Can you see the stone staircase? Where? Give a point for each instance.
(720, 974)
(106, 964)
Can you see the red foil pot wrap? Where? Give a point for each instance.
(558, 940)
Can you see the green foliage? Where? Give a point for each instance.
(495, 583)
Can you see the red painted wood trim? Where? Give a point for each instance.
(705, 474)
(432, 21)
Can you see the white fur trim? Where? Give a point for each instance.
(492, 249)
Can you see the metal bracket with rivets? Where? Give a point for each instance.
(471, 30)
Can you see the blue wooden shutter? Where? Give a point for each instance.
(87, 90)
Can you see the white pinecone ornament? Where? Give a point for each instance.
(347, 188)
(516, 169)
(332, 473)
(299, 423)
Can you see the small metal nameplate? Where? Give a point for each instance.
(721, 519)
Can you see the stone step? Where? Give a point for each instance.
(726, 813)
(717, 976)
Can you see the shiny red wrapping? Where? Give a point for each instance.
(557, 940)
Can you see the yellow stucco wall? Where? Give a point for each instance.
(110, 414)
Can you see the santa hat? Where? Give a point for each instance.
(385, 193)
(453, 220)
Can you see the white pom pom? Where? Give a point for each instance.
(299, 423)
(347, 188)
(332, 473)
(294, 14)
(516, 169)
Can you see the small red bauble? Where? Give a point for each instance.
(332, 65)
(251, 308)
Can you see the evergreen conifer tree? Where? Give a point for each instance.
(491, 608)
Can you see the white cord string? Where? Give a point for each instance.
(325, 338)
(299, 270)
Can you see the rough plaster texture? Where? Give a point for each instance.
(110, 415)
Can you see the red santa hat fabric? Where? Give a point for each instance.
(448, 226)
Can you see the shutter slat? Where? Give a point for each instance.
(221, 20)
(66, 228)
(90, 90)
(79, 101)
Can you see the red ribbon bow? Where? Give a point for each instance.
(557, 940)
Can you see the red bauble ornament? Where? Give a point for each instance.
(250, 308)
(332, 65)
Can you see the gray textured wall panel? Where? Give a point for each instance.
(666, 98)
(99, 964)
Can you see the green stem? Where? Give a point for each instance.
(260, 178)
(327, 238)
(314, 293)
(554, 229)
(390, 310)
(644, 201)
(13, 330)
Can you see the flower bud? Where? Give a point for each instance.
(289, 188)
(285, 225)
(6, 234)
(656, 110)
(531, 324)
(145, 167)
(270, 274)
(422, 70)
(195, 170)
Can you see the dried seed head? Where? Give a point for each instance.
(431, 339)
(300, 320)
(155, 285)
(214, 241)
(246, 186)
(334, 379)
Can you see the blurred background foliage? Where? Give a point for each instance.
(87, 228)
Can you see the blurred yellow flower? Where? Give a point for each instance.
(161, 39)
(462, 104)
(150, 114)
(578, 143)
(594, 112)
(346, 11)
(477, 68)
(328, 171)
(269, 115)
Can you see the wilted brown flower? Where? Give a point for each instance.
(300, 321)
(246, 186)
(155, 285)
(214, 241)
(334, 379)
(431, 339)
▬▬▬▬▬▬▬▬▬▬
Print all of the entries again, exactly as written.

● **Exercise solution**:
Can you see the stone staircase? Where? Give a point for each instance.
(720, 974)
(106, 964)
Can you see the red foil pot wrap? Where? Give a point for each instance.
(558, 940)
Can you see the green foliage? Where? Give a point for each instance.
(495, 583)
Can you see the red painted wood trim? Where? Give a point for each instance.
(705, 474)
(432, 21)
Can you see the white fur trim? Where? Give a point for each instance.
(492, 249)
Can you see the metal bracket with rivets? Where? Give a point for each instance.
(471, 30)
Can you see the blue wooden shutter? Where? Give a point for each instance.
(87, 90)
Can you see the white pinecone ornament? Where? Give a point for each instance.
(347, 188)
(516, 169)
(332, 473)
(299, 423)
Can you see the small metal nameplate? Where? Give a point for each instance.
(721, 519)
Can you see the stone step? Where? Give a point for each instance.
(726, 813)
(717, 976)
Can you see the shiny red wrapping? Where? Give a point for each instance.
(557, 940)
Can you see the yellow stucco wall? Where? Give a point for each instance.
(110, 414)
Can you see the santa hat? Where? Give a point for each instance.
(385, 193)
(453, 220)
Can you see the white pom pom? Where? Give a point for each instance.
(299, 423)
(347, 188)
(332, 473)
(294, 14)
(516, 169)
Can you see the small red bauble? Where? Give a point for each instance.
(332, 65)
(251, 308)
Can you see the evergreen conifer tree? Where? Give a point for each instance.
(491, 608)
Can you see the white cord string? Where? Give a point for each instance.
(325, 338)
(299, 270)
Can you see the rough plaster texture? Where? Give a point for each instance.
(110, 415)
Can you see the red santa hat fabric? Where? Give a point for each instance.
(448, 226)
Can you see the shutter slat? Where? Give a point for each instance.
(221, 20)
(66, 228)
(90, 90)
(79, 101)
Can you see the red ribbon bow? Where? Give a point for each instance.
(557, 940)
Can you see the red bauble ornament? Where? Give a point for each instance.
(250, 308)
(332, 65)
Can you see the gray textured wall panel? Where? Give a point for each instance.
(666, 98)
(99, 964)
Can you see the green stem? Where? Give a point for each instance.
(260, 178)
(327, 238)
(314, 293)
(554, 229)
(390, 310)
(644, 201)
(13, 330)
Can you see the flower bud? Where? Give a point for each instance.
(289, 188)
(285, 225)
(6, 234)
(656, 110)
(531, 324)
(145, 167)
(270, 274)
(422, 70)
(195, 170)
Can you see the dried seed head? Where? Give a point for each instance.
(431, 339)
(300, 320)
(155, 285)
(214, 241)
(246, 186)
(334, 379)
Can you see the blurred background foliage? Where? Give a point for each instance.
(87, 228)
Can you see the blurred yellow flower? Where? Give a point for each instance.
(161, 39)
(462, 104)
(150, 114)
(578, 143)
(594, 112)
(346, 11)
(477, 68)
(328, 171)
(269, 115)
Can you see the wilted brown flower? Where? Give a point for each instance.
(300, 321)
(246, 186)
(155, 285)
(214, 241)
(334, 379)
(431, 339)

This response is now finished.